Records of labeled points
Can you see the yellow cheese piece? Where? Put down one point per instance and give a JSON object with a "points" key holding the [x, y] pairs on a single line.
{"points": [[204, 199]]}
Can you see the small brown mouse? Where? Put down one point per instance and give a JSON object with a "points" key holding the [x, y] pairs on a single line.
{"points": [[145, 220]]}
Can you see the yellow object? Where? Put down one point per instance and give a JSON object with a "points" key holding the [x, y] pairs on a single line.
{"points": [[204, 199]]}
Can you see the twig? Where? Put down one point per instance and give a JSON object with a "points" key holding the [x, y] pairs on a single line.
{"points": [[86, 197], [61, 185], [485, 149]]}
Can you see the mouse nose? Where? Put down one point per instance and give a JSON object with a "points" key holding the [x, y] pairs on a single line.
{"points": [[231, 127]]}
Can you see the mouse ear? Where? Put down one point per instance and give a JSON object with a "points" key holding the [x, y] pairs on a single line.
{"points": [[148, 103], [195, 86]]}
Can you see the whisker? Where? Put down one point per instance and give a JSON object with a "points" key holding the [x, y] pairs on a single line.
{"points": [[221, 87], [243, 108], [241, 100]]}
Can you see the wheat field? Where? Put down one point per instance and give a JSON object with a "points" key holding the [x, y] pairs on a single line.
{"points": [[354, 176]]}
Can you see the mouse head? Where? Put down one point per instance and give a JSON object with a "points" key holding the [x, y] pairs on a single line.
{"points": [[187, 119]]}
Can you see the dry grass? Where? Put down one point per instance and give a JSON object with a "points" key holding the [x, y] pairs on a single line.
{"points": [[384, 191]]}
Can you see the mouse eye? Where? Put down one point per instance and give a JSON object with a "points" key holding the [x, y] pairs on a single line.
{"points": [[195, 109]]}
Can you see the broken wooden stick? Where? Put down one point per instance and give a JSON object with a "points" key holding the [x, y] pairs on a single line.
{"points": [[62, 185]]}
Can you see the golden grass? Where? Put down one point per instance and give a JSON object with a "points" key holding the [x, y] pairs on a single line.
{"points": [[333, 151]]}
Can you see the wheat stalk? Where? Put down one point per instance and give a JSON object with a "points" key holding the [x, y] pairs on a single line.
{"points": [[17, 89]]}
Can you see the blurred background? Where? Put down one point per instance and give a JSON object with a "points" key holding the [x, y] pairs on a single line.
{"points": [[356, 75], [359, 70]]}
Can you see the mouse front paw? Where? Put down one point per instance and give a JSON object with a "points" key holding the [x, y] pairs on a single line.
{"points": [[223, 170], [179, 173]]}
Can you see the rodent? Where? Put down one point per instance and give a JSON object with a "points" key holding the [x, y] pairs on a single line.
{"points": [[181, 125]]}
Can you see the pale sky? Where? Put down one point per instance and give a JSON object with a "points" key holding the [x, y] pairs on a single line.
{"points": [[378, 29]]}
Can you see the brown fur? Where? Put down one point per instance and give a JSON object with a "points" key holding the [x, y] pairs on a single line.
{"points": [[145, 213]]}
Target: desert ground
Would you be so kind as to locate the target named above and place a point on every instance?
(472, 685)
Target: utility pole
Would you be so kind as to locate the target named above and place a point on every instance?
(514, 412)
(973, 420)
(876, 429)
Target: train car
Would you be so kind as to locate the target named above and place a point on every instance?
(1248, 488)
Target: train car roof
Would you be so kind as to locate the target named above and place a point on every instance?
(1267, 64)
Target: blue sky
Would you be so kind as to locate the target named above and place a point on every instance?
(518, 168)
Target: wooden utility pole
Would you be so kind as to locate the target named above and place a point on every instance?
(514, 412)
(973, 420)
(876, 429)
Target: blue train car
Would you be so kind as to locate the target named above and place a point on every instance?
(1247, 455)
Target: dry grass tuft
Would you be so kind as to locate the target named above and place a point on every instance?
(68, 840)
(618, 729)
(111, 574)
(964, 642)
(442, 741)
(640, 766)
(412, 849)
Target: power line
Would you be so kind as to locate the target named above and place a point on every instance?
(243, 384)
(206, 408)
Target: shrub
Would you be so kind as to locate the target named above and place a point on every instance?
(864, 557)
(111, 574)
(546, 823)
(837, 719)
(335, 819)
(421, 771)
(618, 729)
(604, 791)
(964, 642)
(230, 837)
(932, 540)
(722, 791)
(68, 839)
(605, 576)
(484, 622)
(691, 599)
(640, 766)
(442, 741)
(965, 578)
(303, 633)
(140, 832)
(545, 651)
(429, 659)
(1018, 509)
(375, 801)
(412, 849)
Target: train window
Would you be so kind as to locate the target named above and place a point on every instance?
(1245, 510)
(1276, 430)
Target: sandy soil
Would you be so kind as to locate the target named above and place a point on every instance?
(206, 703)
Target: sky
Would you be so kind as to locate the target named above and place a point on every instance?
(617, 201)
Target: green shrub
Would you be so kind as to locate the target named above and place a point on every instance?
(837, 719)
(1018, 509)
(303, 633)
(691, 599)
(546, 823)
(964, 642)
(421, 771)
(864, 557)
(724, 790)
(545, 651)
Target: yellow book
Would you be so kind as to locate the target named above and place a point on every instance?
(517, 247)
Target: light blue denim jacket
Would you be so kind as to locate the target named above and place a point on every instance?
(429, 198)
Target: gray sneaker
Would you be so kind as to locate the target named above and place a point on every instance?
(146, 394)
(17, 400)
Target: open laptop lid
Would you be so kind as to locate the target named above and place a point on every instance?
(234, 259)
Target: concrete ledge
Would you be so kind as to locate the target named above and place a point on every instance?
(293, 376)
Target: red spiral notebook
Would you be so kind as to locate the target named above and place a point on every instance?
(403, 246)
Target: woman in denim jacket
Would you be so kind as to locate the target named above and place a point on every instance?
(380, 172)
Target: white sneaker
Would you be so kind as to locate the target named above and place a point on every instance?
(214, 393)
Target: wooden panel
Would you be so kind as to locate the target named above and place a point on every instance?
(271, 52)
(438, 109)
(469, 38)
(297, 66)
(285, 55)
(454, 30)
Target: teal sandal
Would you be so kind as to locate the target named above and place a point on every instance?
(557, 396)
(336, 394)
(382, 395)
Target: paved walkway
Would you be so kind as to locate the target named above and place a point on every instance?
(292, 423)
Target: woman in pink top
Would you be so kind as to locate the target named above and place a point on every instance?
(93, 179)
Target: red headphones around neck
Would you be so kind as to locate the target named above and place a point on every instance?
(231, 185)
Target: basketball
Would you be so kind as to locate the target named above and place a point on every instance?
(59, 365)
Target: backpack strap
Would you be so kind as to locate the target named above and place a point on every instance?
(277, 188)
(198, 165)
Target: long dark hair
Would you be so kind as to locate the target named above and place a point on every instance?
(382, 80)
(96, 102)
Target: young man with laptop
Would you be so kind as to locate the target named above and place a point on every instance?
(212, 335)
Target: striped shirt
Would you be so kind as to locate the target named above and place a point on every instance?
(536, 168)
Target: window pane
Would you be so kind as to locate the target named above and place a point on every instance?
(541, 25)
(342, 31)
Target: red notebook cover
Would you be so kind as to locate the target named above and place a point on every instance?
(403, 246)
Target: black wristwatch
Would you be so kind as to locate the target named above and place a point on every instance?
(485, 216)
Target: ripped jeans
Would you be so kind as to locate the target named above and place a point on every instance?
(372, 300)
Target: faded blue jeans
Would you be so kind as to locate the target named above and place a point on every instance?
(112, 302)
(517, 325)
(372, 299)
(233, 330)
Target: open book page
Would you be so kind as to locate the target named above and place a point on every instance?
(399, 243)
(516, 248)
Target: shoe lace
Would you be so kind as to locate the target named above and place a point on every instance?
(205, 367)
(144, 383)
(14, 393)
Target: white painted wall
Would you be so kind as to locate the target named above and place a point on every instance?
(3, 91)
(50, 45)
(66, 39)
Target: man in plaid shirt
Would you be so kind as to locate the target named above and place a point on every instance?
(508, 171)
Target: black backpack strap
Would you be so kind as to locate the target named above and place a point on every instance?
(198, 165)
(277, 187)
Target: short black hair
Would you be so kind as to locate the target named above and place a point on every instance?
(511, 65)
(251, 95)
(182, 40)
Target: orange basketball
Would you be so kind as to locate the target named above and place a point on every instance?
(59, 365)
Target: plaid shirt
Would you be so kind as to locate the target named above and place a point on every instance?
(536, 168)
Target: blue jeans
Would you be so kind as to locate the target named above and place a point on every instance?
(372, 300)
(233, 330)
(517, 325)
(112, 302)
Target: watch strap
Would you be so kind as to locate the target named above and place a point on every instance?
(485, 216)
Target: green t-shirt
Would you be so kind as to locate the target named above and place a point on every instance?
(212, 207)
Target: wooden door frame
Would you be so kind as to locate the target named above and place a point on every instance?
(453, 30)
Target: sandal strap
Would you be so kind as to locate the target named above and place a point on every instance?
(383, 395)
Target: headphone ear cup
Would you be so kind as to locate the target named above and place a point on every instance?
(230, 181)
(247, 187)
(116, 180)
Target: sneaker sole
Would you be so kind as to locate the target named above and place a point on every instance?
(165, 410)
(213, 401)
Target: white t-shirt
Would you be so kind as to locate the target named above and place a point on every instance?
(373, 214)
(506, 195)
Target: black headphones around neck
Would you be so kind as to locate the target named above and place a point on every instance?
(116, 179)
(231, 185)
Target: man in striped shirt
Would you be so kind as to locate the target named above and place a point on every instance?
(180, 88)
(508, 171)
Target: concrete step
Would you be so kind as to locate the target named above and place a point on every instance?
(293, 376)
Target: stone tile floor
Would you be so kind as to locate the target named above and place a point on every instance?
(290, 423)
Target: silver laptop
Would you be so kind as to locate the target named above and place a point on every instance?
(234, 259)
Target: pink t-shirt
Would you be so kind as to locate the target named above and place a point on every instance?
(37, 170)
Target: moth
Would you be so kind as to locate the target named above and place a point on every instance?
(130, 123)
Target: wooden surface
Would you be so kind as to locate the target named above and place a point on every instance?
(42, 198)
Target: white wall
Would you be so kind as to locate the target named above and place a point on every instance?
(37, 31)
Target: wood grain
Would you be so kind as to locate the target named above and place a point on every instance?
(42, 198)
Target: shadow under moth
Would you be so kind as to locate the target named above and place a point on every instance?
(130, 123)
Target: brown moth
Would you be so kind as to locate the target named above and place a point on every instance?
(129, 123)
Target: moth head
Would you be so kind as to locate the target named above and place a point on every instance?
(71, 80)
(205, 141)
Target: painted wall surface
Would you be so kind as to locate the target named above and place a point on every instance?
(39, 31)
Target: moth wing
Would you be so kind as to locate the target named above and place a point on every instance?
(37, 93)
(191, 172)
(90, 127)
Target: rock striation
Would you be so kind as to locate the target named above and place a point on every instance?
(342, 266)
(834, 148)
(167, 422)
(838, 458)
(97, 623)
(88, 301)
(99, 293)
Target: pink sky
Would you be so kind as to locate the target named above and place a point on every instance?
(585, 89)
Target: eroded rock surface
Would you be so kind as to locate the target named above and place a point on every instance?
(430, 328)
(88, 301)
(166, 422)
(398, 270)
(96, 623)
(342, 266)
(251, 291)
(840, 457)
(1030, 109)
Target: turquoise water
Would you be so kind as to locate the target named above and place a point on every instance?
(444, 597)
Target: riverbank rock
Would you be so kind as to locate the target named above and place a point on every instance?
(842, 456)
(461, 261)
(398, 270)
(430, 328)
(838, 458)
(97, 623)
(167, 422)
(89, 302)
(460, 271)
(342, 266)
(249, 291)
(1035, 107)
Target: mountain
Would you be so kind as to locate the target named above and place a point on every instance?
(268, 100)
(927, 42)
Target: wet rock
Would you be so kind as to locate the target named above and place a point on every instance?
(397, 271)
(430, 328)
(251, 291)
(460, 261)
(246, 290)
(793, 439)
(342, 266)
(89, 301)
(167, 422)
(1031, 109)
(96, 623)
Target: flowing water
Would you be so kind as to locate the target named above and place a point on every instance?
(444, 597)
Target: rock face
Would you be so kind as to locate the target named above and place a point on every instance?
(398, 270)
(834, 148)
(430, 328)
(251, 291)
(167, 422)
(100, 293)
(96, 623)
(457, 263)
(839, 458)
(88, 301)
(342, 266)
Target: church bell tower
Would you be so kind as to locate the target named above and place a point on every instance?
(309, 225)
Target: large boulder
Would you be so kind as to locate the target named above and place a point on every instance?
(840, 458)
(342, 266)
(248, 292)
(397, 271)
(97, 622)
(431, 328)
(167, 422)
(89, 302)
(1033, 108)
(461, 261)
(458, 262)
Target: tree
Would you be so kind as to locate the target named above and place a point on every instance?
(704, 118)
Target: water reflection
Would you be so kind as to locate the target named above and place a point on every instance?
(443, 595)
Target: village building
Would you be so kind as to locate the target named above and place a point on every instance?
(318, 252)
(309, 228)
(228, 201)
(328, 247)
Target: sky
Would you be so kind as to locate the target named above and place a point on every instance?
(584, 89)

■ **WHAT NEEDS TO BE DONE**
Print the line containing "Target: tree" and every line after it to the end of the records above, exactly as written, and nothing else.

■ **FINISHED TASK**
Target: tree
Would you be so kind as to locate the target named above and place a point on every instance?
(704, 118)
Target: water reflection
Would you be so kind as to locate the target named above and place a point on every instance?
(443, 595)
Target: village building
Would you be so kind as to locate the target named above and place a point on every instance?
(318, 252)
(309, 228)
(228, 201)
(328, 247)
Target: sky
Would you be so kind as to locate the target named above and place a point on every instance?
(584, 89)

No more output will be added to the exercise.